### Aim
Please write out the stretch of records from the line that contains "Category: white ceiling" through the line that contains "pixel 617 238", both lines included, repeating every line exactly and nothing else.

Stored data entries
-------

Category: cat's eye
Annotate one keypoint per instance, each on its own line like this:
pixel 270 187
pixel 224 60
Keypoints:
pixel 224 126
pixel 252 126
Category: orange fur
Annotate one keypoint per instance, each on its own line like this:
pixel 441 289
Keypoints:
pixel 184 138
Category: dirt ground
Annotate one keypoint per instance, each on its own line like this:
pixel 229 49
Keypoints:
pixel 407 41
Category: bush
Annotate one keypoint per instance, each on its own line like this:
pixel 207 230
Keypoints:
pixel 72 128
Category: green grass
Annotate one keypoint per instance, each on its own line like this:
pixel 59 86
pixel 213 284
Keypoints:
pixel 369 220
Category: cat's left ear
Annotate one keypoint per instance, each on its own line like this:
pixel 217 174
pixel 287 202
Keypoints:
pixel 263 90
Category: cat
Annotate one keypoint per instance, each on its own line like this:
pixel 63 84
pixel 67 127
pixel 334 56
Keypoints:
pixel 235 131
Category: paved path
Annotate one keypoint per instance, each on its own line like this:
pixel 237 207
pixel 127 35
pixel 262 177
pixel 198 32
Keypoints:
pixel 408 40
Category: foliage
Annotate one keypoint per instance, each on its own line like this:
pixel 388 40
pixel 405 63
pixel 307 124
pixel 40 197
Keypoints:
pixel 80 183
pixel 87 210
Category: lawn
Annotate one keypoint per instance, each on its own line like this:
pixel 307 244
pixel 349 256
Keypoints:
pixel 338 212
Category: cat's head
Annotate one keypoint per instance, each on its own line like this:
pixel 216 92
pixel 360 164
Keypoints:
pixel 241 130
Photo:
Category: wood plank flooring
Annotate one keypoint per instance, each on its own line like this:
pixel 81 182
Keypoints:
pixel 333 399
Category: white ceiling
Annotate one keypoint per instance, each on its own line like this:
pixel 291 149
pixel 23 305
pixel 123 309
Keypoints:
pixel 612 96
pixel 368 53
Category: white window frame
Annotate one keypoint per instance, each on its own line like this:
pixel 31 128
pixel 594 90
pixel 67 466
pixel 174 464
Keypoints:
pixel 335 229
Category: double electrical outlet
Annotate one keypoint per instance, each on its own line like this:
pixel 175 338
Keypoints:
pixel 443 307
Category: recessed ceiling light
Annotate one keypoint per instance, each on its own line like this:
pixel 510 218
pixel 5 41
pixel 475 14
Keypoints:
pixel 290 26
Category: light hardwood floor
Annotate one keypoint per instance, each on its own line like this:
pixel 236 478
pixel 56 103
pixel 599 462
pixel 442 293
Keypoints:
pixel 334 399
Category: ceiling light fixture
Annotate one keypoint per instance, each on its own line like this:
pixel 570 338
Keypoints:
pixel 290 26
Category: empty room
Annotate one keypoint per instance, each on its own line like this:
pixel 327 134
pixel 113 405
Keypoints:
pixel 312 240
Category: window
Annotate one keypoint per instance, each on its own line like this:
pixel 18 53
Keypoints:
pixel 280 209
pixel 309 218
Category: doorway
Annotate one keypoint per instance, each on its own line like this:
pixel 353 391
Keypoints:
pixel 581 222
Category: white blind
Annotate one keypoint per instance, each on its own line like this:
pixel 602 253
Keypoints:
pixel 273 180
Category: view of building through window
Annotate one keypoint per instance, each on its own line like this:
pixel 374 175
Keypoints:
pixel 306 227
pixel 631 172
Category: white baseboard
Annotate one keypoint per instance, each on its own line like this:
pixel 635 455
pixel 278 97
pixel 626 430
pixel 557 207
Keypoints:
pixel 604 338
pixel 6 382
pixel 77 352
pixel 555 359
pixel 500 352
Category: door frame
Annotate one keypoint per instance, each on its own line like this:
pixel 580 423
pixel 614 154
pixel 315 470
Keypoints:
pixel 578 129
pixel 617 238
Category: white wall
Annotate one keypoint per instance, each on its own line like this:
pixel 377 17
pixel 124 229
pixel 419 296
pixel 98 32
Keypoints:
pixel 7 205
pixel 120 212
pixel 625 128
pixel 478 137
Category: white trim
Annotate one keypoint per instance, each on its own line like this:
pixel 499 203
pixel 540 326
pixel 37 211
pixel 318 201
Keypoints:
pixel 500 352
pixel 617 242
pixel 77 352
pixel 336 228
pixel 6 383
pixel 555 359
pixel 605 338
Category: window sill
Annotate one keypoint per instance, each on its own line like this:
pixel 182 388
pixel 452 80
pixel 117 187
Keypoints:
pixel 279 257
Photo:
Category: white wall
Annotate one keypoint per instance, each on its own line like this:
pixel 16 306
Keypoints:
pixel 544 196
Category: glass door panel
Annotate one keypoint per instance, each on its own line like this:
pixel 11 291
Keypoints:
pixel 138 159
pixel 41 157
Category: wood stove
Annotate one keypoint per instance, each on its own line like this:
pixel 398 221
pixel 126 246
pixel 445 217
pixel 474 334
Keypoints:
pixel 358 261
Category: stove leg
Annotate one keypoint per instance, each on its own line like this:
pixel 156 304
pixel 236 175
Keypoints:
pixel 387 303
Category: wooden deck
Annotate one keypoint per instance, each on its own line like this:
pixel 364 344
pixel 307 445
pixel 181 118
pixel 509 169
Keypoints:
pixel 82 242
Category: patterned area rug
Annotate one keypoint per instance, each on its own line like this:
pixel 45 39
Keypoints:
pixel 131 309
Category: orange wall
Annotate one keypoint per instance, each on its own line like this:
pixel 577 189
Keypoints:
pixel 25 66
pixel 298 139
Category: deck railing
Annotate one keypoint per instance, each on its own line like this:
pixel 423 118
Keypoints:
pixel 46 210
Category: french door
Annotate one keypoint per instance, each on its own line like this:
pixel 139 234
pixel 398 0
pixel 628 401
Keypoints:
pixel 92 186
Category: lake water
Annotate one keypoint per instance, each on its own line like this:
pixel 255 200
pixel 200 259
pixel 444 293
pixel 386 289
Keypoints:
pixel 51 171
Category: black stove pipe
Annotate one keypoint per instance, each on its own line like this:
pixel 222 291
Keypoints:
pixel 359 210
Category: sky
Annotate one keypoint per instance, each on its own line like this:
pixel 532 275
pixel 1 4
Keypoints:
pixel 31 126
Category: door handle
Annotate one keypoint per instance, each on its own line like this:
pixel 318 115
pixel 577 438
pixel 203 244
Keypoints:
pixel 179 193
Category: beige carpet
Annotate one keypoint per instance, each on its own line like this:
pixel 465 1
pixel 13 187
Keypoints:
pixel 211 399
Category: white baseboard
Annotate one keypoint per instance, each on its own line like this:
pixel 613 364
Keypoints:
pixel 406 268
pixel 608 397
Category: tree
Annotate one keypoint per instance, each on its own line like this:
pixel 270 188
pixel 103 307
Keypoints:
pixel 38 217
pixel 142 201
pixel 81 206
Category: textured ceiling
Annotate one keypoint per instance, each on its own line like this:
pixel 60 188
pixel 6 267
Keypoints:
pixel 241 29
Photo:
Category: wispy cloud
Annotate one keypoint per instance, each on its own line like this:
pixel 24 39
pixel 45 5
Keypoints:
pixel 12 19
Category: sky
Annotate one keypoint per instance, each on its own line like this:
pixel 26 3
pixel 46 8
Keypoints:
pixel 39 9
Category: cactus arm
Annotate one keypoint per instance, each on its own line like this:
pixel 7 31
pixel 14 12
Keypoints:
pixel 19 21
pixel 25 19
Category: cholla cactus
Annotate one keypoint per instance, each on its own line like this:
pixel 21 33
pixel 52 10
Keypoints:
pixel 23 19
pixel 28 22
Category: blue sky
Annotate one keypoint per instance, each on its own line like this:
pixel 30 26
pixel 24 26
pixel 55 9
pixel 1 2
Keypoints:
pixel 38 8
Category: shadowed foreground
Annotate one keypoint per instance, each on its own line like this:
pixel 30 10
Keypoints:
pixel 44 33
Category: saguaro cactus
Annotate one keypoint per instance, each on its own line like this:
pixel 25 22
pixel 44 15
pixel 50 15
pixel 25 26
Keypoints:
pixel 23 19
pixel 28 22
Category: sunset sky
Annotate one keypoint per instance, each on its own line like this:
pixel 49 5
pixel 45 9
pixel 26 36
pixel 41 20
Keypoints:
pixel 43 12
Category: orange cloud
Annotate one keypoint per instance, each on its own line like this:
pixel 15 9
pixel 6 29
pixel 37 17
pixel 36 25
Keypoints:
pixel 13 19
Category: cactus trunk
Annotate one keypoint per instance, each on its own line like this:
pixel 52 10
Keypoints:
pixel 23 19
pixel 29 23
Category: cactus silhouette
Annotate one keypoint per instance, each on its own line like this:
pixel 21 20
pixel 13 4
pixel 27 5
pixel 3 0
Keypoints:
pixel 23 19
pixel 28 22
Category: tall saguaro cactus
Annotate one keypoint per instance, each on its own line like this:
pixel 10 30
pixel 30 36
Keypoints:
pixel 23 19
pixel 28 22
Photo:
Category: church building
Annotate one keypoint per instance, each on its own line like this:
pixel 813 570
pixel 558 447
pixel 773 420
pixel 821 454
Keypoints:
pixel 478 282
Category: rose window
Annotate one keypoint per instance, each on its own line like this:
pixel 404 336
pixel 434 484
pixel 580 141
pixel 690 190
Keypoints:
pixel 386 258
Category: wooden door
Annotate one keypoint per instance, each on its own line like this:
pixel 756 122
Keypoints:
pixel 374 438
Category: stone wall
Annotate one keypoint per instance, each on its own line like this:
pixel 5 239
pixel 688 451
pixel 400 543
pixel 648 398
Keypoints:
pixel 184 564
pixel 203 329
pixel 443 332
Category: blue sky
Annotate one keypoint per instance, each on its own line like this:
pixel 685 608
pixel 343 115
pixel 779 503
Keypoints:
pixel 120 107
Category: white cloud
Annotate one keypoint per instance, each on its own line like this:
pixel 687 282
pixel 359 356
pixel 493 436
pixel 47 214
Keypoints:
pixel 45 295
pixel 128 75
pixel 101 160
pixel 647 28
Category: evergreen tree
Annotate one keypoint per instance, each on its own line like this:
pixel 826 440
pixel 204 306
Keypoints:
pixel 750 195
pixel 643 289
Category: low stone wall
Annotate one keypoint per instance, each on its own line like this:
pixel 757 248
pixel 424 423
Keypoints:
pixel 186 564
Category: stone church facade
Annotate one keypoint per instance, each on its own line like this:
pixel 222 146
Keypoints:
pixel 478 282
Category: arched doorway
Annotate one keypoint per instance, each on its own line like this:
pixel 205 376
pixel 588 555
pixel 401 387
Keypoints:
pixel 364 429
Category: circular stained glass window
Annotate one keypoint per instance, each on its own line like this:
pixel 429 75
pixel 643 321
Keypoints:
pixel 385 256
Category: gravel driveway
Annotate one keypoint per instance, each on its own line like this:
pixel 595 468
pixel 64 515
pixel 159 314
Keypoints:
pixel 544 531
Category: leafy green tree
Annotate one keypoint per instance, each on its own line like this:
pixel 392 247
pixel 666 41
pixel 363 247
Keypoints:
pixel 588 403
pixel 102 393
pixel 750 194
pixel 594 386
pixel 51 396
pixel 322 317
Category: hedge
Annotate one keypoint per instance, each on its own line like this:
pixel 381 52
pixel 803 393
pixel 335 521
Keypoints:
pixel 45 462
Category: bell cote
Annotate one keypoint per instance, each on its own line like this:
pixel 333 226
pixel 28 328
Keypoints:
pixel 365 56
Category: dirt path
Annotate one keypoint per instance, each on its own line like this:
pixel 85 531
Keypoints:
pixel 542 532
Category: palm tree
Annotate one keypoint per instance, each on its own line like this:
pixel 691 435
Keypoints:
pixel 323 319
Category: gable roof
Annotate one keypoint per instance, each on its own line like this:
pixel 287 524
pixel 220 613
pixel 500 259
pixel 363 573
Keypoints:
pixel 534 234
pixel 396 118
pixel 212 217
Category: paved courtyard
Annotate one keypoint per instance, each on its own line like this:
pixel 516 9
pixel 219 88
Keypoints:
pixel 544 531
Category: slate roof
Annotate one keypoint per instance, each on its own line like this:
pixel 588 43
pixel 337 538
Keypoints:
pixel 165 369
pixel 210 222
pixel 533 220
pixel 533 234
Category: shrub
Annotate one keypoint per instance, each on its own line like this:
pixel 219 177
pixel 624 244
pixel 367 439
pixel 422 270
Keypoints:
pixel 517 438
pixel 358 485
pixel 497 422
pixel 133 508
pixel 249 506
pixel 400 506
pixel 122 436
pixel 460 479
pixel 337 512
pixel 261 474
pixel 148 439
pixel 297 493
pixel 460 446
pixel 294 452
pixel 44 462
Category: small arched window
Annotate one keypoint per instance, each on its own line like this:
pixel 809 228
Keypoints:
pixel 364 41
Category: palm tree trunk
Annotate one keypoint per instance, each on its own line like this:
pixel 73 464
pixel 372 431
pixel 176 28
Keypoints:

-------

### Worked solution
Category: white ceiling
Annotate one keypoint per instance, each on its own line like this:
pixel 291 149
pixel 23 305
pixel 123 309
Keypoints:
pixel 612 96
pixel 368 53
Category: white window frame
Annotate one keypoint per instance, each on its own line like this:
pixel 31 128
pixel 594 90
pixel 67 466
pixel 174 464
Keypoints:
pixel 335 229
Category: double electrical outlet
Annotate one keypoint per instance, each on its own line like this:
pixel 175 338
Keypoints:
pixel 443 307
Category: recessed ceiling light
Annotate one keypoint per instance, each on its own line like this:
pixel 510 218
pixel 5 41
pixel 475 14
Keypoints:
pixel 290 26
Category: light hardwood floor
Annotate one keypoint per instance, each on its own line like this:
pixel 236 478
pixel 56 103
pixel 599 462
pixel 442 293
Keypoints:
pixel 334 399
Category: ceiling light fixture
Annotate one keypoint per instance, each on its own line like this:
pixel 570 338
Keypoints:
pixel 290 26
Category: empty room
Annotate one keypoint per instance, each on its own line like this:
pixel 327 134
pixel 113 405
Keypoints:
pixel 312 240
Category: window
Annotate one keypoint per instance, each on its own line like this:
pixel 18 53
Keypoints:
pixel 280 209
pixel 309 218
Category: doorway
Annotate one keypoint per instance, each on its own line like this:
pixel 353 391
Keypoints:
pixel 581 222
Category: white blind
Annotate one keypoint per instance, each on its own line like this:
pixel 602 253
Keypoints:
pixel 273 180
Category: view of building through window
Annotate one keypoint per instance, each on its own line like this:
pixel 374 175
Keypoints:
pixel 306 227
pixel 631 172
Category: white baseboard
Annotate one keypoint per instance, each on its own line like this:
pixel 635 455
pixel 278 97
pixel 626 430
pixel 557 207
Keypoints:
pixel 604 338
pixel 6 382
pixel 77 352
pixel 555 359
pixel 500 352
Category: door frame
Annotate one keypoint per instance, each on its own line like this:
pixel 580 423
pixel 614 154
pixel 315 470
Keypoints:
pixel 578 129
pixel 617 238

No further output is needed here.